**Exercise:**
Render everything from the start of the items down to the line containing "Phrase: transom grille above door" as a JSON list of strings, one string per line, with blank lines dropped and pictures left out.

Dataset entries:
================================

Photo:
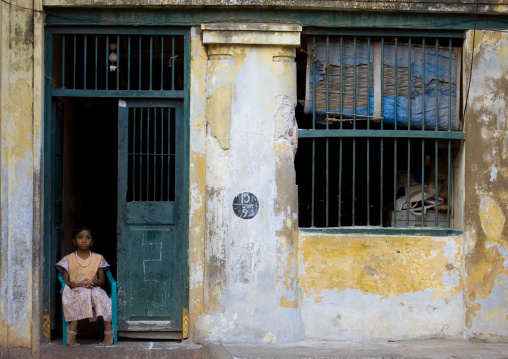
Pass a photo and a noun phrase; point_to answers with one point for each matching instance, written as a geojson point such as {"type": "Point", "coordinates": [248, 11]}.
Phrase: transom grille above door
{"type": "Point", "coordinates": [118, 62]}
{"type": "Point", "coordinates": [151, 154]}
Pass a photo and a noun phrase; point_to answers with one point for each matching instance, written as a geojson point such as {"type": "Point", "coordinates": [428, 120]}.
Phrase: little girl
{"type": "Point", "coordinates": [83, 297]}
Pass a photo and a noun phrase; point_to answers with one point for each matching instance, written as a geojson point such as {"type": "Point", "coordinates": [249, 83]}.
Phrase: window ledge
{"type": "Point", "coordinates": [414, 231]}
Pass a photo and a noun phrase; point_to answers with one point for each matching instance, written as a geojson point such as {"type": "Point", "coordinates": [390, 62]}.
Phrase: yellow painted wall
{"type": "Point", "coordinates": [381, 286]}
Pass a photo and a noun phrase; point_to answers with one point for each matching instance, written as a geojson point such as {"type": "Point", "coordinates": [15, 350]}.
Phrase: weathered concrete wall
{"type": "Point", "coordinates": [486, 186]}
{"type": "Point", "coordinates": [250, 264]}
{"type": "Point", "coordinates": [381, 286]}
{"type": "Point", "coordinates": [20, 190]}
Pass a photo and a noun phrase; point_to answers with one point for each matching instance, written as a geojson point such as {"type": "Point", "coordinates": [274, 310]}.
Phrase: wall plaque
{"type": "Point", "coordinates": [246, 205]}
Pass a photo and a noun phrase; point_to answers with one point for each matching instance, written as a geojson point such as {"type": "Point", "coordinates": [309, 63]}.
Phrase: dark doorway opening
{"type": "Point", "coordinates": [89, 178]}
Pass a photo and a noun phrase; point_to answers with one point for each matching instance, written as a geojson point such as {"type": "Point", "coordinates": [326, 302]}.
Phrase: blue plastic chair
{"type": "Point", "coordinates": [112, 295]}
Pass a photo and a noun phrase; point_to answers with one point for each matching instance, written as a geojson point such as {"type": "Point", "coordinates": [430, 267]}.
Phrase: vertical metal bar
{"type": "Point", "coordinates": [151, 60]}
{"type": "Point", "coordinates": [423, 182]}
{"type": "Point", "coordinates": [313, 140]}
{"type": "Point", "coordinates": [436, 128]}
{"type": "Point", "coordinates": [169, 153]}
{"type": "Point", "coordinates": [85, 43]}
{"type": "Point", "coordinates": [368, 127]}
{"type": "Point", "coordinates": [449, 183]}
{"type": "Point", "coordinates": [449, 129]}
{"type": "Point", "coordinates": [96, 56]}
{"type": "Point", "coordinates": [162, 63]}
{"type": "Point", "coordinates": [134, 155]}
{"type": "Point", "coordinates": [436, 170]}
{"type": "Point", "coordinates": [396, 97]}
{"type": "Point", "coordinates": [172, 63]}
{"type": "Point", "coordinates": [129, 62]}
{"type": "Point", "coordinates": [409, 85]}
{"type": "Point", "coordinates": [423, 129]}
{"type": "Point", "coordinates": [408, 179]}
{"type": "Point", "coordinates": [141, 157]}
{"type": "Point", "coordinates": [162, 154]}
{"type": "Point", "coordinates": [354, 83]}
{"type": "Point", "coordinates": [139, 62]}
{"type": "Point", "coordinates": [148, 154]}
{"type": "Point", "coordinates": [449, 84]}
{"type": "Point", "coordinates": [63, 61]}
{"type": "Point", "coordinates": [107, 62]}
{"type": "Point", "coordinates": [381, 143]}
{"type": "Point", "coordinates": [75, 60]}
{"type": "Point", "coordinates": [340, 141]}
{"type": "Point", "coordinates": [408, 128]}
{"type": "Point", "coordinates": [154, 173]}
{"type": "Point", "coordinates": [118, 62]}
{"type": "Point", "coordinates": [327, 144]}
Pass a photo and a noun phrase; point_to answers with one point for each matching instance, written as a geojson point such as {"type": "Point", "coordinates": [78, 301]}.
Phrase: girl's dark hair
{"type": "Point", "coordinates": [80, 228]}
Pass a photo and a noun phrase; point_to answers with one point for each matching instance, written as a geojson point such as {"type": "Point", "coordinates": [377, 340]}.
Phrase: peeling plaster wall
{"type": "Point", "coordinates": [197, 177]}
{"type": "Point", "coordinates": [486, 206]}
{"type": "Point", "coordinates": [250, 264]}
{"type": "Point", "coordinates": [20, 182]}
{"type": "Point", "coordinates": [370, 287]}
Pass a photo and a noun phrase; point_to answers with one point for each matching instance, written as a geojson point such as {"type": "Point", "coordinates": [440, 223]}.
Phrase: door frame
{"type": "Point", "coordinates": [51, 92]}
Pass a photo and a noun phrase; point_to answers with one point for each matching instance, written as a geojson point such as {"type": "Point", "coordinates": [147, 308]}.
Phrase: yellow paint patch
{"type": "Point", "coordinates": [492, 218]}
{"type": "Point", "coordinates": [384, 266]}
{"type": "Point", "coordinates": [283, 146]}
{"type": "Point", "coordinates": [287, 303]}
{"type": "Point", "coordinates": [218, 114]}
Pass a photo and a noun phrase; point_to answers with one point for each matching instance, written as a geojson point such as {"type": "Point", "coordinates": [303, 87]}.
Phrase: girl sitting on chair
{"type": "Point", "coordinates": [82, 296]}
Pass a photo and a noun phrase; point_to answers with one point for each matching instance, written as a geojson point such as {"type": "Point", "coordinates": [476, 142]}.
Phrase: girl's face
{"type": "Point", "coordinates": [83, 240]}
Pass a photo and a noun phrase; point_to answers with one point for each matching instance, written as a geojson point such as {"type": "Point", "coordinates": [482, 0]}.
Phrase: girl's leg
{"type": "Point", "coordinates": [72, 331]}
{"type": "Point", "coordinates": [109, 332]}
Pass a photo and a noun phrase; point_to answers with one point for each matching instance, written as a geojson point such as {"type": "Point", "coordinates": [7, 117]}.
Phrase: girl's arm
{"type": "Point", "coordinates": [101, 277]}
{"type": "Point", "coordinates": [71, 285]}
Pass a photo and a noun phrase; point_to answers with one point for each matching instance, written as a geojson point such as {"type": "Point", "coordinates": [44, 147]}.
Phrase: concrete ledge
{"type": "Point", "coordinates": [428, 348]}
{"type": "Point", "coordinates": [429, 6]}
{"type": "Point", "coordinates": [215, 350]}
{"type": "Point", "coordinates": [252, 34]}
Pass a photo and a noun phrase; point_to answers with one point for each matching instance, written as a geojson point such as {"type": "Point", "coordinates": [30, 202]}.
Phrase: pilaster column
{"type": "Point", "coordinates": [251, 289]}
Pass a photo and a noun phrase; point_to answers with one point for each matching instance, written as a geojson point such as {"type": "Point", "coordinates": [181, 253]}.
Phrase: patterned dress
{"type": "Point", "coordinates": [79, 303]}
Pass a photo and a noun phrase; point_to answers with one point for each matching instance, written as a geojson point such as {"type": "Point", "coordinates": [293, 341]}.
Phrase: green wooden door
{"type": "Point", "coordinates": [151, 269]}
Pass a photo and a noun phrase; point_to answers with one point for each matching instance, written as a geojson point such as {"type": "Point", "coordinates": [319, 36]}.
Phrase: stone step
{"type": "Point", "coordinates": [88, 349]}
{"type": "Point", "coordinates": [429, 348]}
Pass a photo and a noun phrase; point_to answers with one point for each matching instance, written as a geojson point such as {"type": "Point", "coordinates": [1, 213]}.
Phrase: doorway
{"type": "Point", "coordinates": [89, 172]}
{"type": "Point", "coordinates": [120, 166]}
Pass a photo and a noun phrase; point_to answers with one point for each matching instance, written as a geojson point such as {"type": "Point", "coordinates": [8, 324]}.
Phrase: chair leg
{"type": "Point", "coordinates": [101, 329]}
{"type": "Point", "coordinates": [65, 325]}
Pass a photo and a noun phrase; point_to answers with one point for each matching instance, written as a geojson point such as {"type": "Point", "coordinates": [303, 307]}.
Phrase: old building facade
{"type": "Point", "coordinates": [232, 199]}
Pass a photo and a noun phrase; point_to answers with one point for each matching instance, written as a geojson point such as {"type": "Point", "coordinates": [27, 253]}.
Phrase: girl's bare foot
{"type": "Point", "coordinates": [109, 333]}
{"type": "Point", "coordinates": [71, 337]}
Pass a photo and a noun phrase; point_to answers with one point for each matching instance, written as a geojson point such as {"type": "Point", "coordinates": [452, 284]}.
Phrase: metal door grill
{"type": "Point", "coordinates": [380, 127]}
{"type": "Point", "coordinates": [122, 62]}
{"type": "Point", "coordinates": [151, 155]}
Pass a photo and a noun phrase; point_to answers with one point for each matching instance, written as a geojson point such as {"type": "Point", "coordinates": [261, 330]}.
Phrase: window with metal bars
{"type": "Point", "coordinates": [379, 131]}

================================

**Output of the task:**
[
  "Photo:",
  "Pass a photo and a noun phrase; point_to answers with one point for each matching instance, written as a geojson point such as {\"type\": \"Point\", \"coordinates\": [248, 11]}.",
  "Phrase: transom grille above door"
]